PROMPT: Copy the listing from the line containing "rock visible in" through the line containing "[[69, 59, 121, 81]]", putting "rusted" in place of "corroded" and keeping everything else the same.

RECORDS PROVIDED:
+ + +

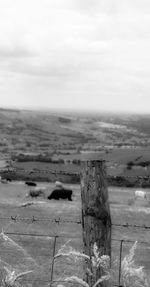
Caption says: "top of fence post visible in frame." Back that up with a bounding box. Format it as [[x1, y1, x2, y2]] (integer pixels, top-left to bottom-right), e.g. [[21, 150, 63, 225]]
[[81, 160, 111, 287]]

+ + +

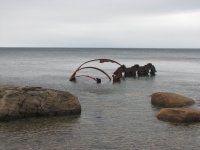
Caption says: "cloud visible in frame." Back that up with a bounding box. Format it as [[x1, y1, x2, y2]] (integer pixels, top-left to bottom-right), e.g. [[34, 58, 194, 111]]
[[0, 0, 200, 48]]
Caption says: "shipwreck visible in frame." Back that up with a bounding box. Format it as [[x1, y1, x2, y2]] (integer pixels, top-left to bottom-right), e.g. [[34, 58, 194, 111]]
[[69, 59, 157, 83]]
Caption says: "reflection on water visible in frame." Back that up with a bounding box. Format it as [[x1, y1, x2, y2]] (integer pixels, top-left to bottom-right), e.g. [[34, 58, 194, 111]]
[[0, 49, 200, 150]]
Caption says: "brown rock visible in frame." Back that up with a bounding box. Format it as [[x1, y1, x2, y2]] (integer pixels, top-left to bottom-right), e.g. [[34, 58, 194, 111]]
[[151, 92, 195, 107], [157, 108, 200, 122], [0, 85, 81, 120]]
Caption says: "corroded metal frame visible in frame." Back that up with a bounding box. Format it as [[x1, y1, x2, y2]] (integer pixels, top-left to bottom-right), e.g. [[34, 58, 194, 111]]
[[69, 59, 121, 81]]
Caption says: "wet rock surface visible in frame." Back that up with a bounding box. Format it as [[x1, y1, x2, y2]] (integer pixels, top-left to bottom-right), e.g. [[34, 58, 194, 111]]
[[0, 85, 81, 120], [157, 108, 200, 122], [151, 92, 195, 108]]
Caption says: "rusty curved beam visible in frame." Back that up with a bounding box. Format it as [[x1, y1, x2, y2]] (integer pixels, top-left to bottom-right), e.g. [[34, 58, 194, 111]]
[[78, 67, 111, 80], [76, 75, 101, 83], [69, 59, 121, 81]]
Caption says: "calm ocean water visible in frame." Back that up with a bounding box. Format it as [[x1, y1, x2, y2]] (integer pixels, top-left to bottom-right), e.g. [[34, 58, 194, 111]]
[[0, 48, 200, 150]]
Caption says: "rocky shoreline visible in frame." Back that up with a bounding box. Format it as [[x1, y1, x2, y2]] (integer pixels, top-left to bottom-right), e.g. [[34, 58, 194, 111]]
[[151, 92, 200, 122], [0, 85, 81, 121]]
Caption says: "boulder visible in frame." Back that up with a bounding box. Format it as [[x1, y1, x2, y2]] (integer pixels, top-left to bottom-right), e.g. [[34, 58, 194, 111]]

+ + +

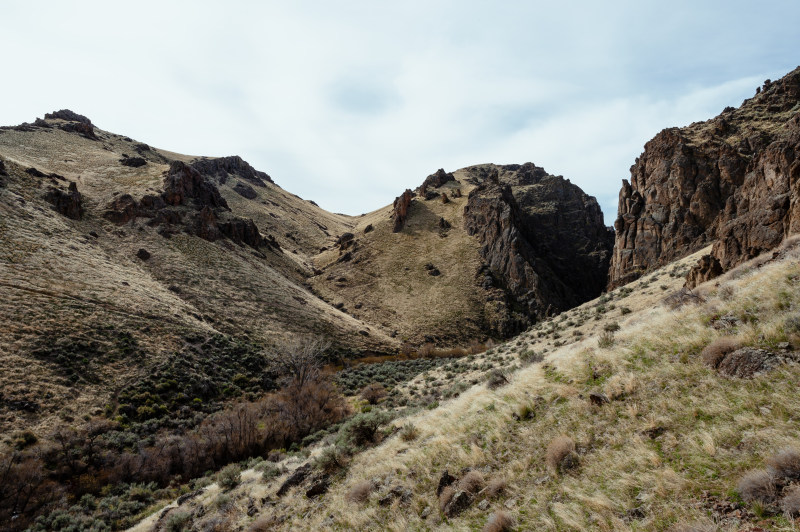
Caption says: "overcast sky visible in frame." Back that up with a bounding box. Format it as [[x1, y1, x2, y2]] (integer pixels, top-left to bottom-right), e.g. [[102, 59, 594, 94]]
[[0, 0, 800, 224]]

+ + +

ANSWER TO THIS EXERCISE:
Caption says: "brown rock visible in frame." Back that up with a bounding box. Format it as [[x1, y1, x2, y2]] (integer pixels, top-left to bottom-right), e.g. [[34, 58, 194, 111]]
[[151, 92, 195, 107], [157, 108, 200, 122], [0, 85, 81, 120]]
Caption says: "rusted metal frame visible in frame." Back that up with a bounding box. Format it as [[x1, y1, x2, y2]] (integer pixels, top-left to bottom-right), e.g. [[34, 58, 194, 111]]
[[69, 59, 121, 81]]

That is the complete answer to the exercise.